= TO DO =
Starting at the line with "One point goes on each instance of the boot", transcribe each line through the final one, both included, and add nothing.

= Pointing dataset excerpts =
========================

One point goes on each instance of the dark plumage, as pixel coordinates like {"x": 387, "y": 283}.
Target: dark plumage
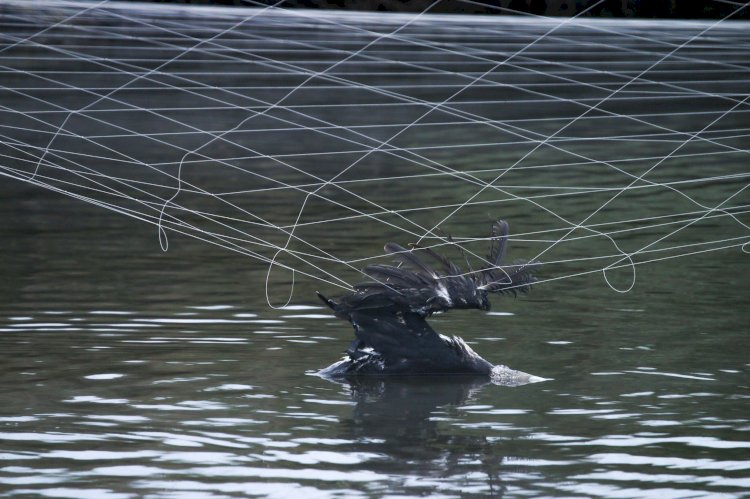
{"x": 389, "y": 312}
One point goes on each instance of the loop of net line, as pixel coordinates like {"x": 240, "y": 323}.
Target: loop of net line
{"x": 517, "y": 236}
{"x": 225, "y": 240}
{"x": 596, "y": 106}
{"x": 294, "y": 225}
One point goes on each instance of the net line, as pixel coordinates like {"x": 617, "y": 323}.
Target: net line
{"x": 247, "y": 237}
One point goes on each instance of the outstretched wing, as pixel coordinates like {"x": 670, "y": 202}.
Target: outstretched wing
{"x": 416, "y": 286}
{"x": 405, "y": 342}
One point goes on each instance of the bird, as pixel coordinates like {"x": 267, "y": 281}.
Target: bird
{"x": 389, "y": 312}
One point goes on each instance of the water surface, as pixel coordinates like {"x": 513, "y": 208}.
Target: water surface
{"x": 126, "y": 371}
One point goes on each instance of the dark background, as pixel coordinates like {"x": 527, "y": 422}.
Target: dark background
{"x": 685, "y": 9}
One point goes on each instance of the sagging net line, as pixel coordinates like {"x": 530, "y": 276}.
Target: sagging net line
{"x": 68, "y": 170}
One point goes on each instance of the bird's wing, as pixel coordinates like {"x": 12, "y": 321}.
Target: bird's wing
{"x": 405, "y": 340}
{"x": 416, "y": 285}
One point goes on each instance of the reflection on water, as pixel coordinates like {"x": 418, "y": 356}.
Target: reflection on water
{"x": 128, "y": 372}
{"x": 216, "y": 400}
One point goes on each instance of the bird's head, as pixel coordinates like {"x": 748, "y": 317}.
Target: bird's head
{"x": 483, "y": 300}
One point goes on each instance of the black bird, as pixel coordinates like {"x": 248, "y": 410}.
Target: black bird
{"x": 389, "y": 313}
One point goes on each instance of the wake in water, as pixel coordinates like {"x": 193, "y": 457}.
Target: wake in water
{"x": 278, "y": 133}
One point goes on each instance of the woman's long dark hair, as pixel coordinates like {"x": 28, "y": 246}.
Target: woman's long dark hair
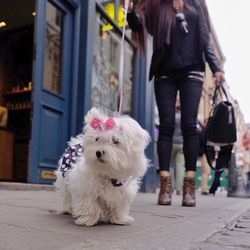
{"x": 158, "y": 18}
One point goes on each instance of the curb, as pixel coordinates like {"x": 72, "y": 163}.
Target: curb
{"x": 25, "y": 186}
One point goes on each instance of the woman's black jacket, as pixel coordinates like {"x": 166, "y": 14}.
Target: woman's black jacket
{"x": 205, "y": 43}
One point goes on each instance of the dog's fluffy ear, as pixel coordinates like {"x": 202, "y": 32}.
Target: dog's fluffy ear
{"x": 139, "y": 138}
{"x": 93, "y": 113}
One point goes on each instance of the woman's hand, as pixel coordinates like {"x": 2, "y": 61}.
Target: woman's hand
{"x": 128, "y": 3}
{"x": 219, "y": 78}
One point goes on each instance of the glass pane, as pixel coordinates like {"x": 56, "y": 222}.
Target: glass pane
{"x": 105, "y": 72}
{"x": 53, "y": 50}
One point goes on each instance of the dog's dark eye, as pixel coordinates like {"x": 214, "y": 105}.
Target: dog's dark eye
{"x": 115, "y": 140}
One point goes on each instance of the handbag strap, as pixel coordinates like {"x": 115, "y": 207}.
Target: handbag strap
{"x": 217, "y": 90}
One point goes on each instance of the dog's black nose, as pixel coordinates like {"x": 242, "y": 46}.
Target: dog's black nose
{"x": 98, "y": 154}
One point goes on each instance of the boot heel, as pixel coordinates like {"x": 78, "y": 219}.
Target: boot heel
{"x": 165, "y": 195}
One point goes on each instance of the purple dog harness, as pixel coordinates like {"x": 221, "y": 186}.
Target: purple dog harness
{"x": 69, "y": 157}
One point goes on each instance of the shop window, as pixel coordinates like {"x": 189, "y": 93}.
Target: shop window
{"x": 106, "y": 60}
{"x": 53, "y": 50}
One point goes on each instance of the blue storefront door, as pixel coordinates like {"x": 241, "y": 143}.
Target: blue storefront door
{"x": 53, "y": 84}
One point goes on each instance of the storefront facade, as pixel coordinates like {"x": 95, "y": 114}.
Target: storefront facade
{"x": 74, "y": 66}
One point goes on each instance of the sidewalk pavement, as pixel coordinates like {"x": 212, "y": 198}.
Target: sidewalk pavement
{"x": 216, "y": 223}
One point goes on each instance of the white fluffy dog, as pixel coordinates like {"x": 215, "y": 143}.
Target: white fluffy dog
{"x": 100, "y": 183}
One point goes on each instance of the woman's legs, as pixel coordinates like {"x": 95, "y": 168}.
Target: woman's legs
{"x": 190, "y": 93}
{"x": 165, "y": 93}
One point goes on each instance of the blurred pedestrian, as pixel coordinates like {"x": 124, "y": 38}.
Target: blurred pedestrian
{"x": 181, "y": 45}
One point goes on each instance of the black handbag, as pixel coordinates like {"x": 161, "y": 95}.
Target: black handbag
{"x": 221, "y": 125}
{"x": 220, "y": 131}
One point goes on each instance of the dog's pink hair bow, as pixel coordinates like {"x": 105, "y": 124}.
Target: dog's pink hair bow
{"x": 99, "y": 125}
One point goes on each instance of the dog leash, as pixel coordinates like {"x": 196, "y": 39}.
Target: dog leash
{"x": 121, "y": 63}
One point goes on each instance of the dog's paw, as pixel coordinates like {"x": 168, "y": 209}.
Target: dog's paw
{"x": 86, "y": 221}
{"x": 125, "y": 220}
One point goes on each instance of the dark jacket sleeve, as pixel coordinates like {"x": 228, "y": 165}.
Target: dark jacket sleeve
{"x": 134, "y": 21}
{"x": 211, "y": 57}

========================

= COMPLETED EXERCISE =
One point goes on each instance of the boot heel, as pixel coordinates like {"x": 78, "y": 219}.
Target: boot heel
{"x": 165, "y": 195}
One point goes on each instance of the purple dog harness, as pixel coordinates like {"x": 221, "y": 186}.
Target: purple dog harness
{"x": 69, "y": 157}
One point goes on each instance of the shop window, as pixel coordinates like {"x": 189, "y": 93}.
Target: shop window
{"x": 106, "y": 60}
{"x": 53, "y": 50}
One point goes on each instance of the blue storefront door, as pixel coordinates like {"x": 241, "y": 143}.
Target: blue storefront door
{"x": 53, "y": 84}
One point goes on each instance of the storefront facade, as pixel coordinates like {"x": 95, "y": 114}.
Target: storefront facade
{"x": 74, "y": 66}
One point goes on each instance of the sidewalk pavement, as pixel coordinates like {"x": 212, "y": 198}.
Target: sidewalk pavement
{"x": 216, "y": 223}
One point goes on each instance of the white fluffy dog, as pixel coordinates like {"x": 215, "y": 143}.
Target: white fluffy dog
{"x": 100, "y": 183}
One point goes on each instance of the woman's legs, as pixel coordinates like {"x": 95, "y": 168}.
Target: woman's legs
{"x": 190, "y": 93}
{"x": 165, "y": 93}
One point goes on each instance of the blurred pedestrian, as pixel coordinates like {"x": 124, "y": 38}.
Target: blurred pedestrian
{"x": 181, "y": 45}
One point goes on each instance of the black handbag, as pixel coordinates like {"x": 161, "y": 95}.
Target: black handbag
{"x": 221, "y": 125}
{"x": 220, "y": 131}
One point goes on each instance of the dog's pink hair bow, as pixel coordinates like {"x": 105, "y": 124}.
Target: dog's pink hair bow
{"x": 99, "y": 125}
One point goes on each instance of the dog leash, as pixel coordinates like {"x": 196, "y": 39}.
Target: dog leash
{"x": 121, "y": 63}
One point goes on each instance of the dog's paw, as pixel coordinates like {"x": 168, "y": 209}.
Target: dog's paw
{"x": 86, "y": 221}
{"x": 125, "y": 220}
One point goes on each instance of the dark jacket sleeve, as pixel coordinates like {"x": 228, "y": 165}.
Target: dark jacket sleeve
{"x": 134, "y": 21}
{"x": 211, "y": 57}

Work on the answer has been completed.